▶ TE LEZEN TEKST:
╭──
2. De beoordeling van de beslissing in het principaal en incidenteel hoger beroep
samenvatting en beslissing
2.1
[appellant] is als directeur in dienst geweest bij KHN. De arbeidsovereenkomst is per 31 december 2017 geëindigd vanwege het bereiken van de AOW-gerechtigde leeftijd door [appellant] . Tot zijn arbeidsvoorwaarden behoorde een individuele pensioenregeling in de vorm van een zogenoemde C-polis. Het pensioen van [appellant] is verzekerd bij Nationale Nederlanden (NN). De afspraken over de pensioenvoorziening zijn vastgelegd in een pensioenbrief. In de loop van het dienstverband zijn verschillende pensioenbrieven van kracht geweest. [appellant] vindt (primair) dat de pensioenuitkering die hij ontvangt te laag is en dat KHN verplicht is om de pensioenovereenkomst alsnog na te komen en het tekort aan te vullen in de vorm van betaling van een aanvullende koopsom. Hij beroept zich (meer) subsidiair op onrechtmatige daad en dwaling.
2.2
Het hof beslist dat de primaire vordering van [appellant] toewijsbaar is, maar dat [appellant] zijn vordering eerst nog nader moet onderbouwen. Dit oordeel wordt hierna uitgelegd. Het hof zal eerst ingaan op de vordering op grond van artikel 843a lid 1 Rv van KHN.
incidentele vordering tot afgifte van pensioenoverzichten en polisbladen
2.3
KHN vraagt het hof om [appellant] te veroordelen zijn pensioenoverzichten en polisbladen over te leggen. Zij vindt het belangrijk om die informatie te hebben in verband met haar beroep op verjaring/verzaking van de klachtplicht (zie hierna). [appellant] verzet zich daartegen. Volgens hem kan KHN deze vordering niet voor het eerst in hoger beroep instellen en bovendien heeft KHN daarbij onvoldoende belang.
╰──
▶ GEGEVENS BIJ OPDRACHT:
╭──
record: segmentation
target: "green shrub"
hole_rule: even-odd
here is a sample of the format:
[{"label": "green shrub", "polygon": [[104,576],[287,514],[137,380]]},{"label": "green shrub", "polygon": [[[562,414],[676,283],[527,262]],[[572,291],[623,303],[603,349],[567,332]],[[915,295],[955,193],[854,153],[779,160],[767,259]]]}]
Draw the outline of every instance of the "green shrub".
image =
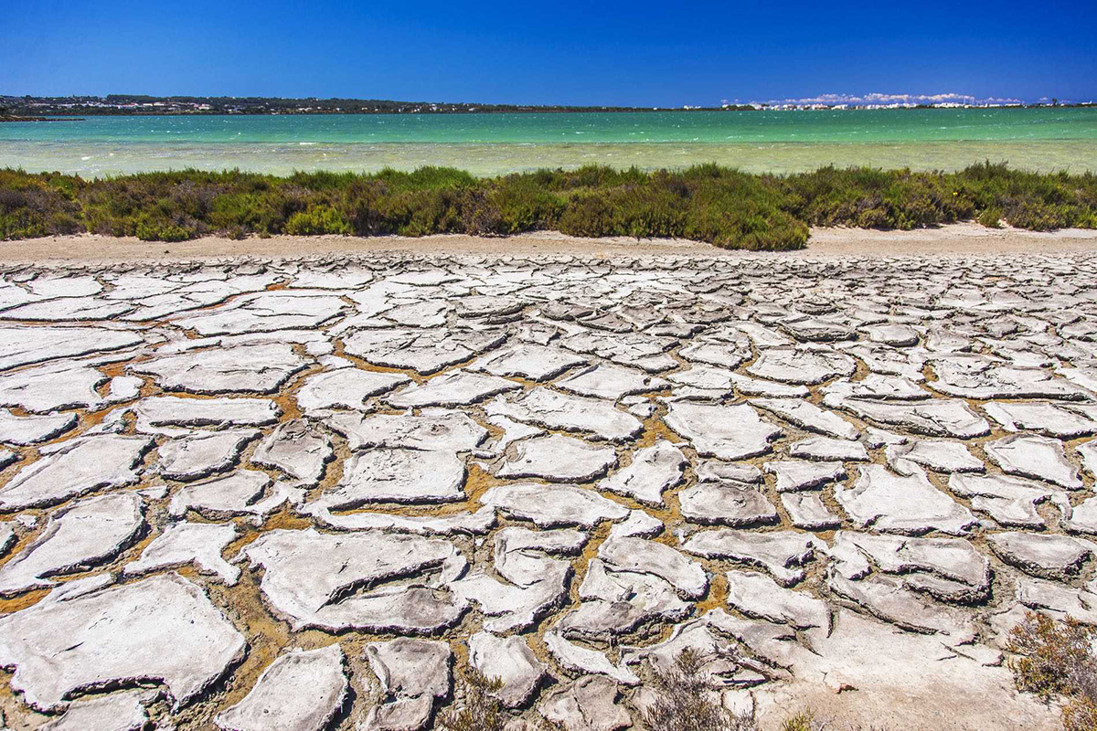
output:
[{"label": "green shrub", "polygon": [[1063,700],[1064,731],[1097,729],[1097,627],[1073,617],[1055,621],[1029,612],[1009,633],[1006,649],[1017,689],[1041,700]]},{"label": "green shrub", "polygon": [[290,236],[320,236],[337,233],[349,236],[353,229],[346,218],[331,206],[317,206],[290,216],[285,222],[285,232]]},{"label": "green shrub", "polygon": [[207,233],[669,237],[720,247],[806,245],[810,226],[911,229],[979,220],[1032,230],[1097,228],[1097,176],[988,161],[955,173],[822,168],[753,175],[587,165],[477,179],[453,168],[373,174],[181,170],[84,181],[0,170],[0,238],[81,230],[149,240]]}]

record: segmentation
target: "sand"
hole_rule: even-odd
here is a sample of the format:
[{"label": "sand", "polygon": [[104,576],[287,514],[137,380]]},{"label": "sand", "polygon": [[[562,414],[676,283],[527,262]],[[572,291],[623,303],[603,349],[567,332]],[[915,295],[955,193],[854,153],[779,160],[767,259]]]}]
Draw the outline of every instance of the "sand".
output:
[{"label": "sand", "polygon": [[[812,231],[807,249],[766,254],[770,256],[971,256],[995,254],[1070,254],[1097,250],[1097,230],[1063,229],[1036,232],[1022,229],[988,229],[976,224],[954,224],[914,231],[874,231],[824,228]],[[671,239],[625,237],[581,239],[552,231],[506,238],[464,235],[408,237],[291,237],[250,238],[234,241],[207,237],[194,241],[163,243],[135,238],[93,235],[49,237],[0,242],[0,262],[138,262],[183,261],[256,256],[298,259],[329,253],[415,252],[453,254],[548,254],[634,256],[677,254],[683,256],[744,256],[708,243]]]}]

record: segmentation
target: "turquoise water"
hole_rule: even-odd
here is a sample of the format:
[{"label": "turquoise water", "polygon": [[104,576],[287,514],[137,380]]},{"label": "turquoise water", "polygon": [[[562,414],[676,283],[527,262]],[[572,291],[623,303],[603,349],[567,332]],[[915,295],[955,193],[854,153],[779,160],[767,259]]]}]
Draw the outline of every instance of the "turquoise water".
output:
[{"label": "turquoise water", "polygon": [[476,174],[598,162],[1097,170],[1097,108],[89,117],[0,124],[0,167],[102,175],[195,167]]}]

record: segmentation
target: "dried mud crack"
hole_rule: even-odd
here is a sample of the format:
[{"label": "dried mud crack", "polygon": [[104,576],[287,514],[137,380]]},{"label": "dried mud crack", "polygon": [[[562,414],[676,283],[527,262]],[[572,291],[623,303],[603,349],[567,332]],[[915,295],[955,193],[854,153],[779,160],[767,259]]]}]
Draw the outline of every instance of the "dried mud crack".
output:
[{"label": "dried mud crack", "polygon": [[[0,270],[0,727],[1054,729],[1097,625],[1097,255]],[[523,726],[529,722],[530,726]]]}]

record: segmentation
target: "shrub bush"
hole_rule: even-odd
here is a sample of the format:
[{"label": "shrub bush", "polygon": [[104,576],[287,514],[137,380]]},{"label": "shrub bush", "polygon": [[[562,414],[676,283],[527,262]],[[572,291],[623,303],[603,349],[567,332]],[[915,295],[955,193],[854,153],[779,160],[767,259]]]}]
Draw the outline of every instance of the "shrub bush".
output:
[{"label": "shrub bush", "polygon": [[342,214],[331,206],[317,206],[290,216],[290,220],[285,222],[285,232],[290,236],[321,236],[325,233],[349,236],[353,233],[353,229]]},{"label": "shrub bush", "polygon": [[1009,633],[1006,649],[1017,689],[1041,700],[1062,699],[1064,731],[1097,729],[1097,627],[1073,617],[1055,621],[1029,612]]},{"label": "shrub bush", "polygon": [[1097,228],[1097,176],[983,162],[955,173],[822,168],[751,175],[715,164],[645,172],[588,165],[477,179],[452,168],[374,174],[238,170],[84,181],[0,170],[0,238],[91,231],[177,241],[207,233],[670,237],[800,249],[810,226]]}]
╰──
▶ WAT WORDT GEVRAAGD:
[A] Geef voor elke bewering aan of ze overeenkomt met het fragment over het pensioengeschil en citeer de beslissende woorden uit het fragment: (i) De arbeidsovereenkomst eindigde per 31 december 2017. (ii) Het pensioen is verzekerd bij een andere verzekeraar dan Nationale Nederlanden. (iii) Het hof wijst de primaire vordering af.
[B] Selecteer uit de vermeldingen elke regel waarin de tekenreeks "turquoise" voorkomt.

▶ LIJST MET OPLOSSINGEN:
[A]
(i) Ja: "De arbeidsovereenkomst is per 31 december 2017 geëindigd"
(ii) Nee: "Het pensioen van [appellant] is verzekerd bij Nationale Nederlanden (NN)."
(iii) Nee: "Het hof beslist dat de primaire vordering van [appellant] toewijsbaar is"

[B]
target: "turquoise water"
[{"label": "turquoise water", "polygon": [[104,576],[287,514],[137,380]]},{"label": "turquoise water", "polygon": [[[562,414],[676,283],[527,262]],[[572,291],[623,303],[603,349],[567,332]],[[915,295],[955,193],[854,153],[779,160],[767,259]]]}]
Draw the outline of every instance of the "turquoise water".
[{"label": "turquoise water", "polygon": [[476,174],[598,162],[1097,170],[1097,108],[89,117],[0,124],[0,167],[102,175],[195,167]]}]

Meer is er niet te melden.